Copy nothing from the entries below except the lines from the one containing "pill? Mark that spot." through the one containing "knuckle? Mark that spot.", and copy those exactly.

** ENTRIES PROVIDED follows **

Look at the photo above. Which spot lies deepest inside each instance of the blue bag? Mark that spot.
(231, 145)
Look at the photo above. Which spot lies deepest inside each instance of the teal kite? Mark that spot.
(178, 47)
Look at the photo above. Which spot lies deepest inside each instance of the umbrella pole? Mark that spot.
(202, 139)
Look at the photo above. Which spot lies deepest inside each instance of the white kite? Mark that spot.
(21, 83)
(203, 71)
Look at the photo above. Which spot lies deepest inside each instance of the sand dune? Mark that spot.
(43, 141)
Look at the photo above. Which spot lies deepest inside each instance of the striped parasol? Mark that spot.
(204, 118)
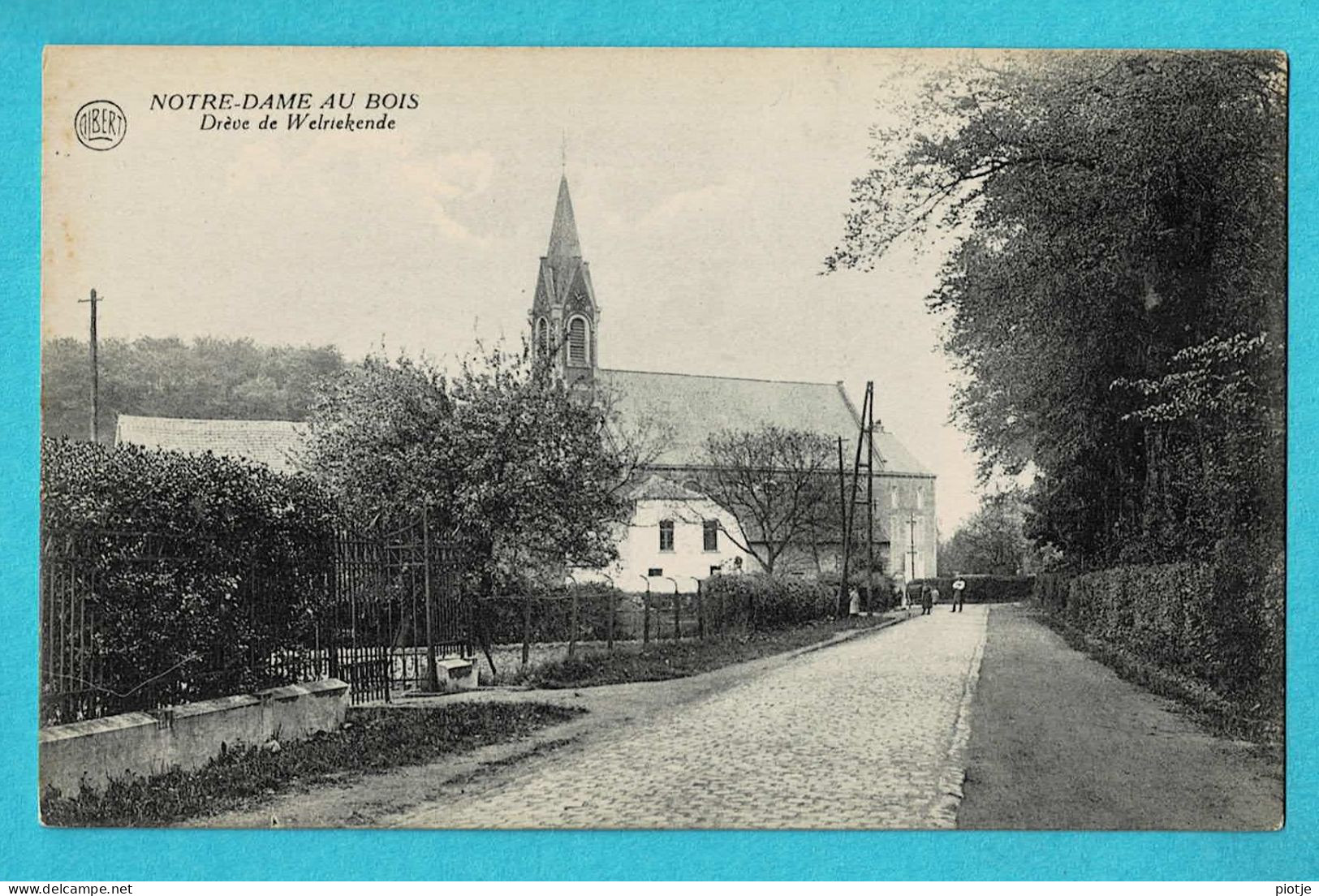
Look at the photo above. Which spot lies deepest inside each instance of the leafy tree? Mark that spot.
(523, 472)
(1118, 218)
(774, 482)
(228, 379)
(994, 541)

** End of ENTRIES PROVIDED **
** ENTRIES PROVIDED follows **

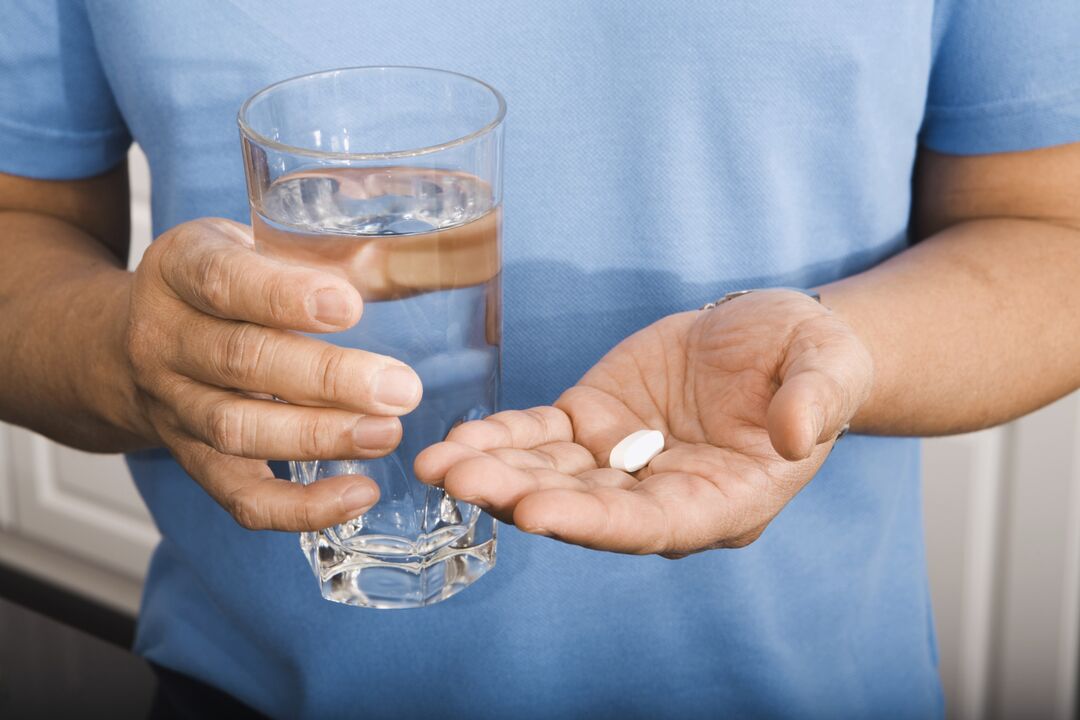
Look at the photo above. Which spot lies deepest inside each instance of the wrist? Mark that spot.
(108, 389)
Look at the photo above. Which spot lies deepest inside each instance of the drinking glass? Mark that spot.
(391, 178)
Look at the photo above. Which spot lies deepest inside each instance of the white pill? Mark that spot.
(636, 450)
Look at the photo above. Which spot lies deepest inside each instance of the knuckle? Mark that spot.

** End of ENTRIES PROVIDED **

RESPONSE AREA:
Look at the photo above. Which spot lies deepest inside each instance of the white pill? Mark that spot.
(636, 450)
Look at the photo above. Which spot lies deepest inside each instance of the knuckle? Mark that spot.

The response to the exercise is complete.